* **Work to do**: Please count the lines in the records below that contain the string "bathroom". Reply with that number only.

* **Records to use**:
BEGIN
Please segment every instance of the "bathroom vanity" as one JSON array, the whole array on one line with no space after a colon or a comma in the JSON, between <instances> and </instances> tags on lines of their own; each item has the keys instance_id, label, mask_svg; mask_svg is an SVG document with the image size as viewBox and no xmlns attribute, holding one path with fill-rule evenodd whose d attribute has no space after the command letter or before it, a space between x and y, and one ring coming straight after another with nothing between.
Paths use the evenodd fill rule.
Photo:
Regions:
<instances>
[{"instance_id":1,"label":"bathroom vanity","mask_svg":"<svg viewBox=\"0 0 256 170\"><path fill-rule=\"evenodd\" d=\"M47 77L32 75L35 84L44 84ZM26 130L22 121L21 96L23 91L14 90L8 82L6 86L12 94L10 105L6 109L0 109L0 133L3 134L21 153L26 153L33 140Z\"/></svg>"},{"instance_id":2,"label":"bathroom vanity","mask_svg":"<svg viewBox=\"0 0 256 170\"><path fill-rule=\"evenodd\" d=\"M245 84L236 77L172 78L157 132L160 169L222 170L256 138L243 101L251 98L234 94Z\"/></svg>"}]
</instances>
END
BEGIN
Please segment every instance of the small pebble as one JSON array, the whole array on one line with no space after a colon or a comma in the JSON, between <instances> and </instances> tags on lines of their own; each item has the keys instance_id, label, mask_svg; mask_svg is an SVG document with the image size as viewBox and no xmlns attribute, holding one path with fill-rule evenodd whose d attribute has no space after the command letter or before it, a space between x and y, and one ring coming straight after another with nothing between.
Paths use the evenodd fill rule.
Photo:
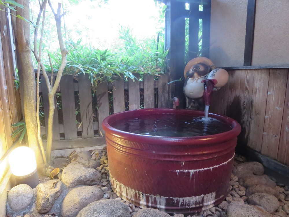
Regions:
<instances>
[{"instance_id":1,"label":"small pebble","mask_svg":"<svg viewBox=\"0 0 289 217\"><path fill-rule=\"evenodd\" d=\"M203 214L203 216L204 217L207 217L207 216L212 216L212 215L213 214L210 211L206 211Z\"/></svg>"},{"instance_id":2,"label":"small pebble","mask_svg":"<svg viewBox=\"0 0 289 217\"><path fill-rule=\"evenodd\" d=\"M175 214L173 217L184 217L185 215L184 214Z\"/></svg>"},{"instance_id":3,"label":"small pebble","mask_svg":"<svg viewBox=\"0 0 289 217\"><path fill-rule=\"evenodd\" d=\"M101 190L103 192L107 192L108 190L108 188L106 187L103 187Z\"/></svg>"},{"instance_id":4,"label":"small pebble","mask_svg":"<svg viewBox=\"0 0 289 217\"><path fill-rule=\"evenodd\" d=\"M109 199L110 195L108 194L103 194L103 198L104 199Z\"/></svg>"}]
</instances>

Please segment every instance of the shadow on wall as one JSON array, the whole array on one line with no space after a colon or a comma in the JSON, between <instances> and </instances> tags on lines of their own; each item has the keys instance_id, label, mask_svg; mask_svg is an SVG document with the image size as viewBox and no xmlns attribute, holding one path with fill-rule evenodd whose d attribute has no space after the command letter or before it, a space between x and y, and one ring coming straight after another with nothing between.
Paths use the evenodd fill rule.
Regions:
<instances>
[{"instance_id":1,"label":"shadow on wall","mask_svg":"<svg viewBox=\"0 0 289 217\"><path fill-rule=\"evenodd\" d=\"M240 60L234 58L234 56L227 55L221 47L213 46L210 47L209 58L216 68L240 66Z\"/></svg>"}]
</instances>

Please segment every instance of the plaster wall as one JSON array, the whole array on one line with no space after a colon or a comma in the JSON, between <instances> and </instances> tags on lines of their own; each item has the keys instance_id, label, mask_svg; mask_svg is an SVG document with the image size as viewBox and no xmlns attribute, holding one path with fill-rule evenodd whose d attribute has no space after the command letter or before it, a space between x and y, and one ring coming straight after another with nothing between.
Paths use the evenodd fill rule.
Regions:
END
* **Response**: 2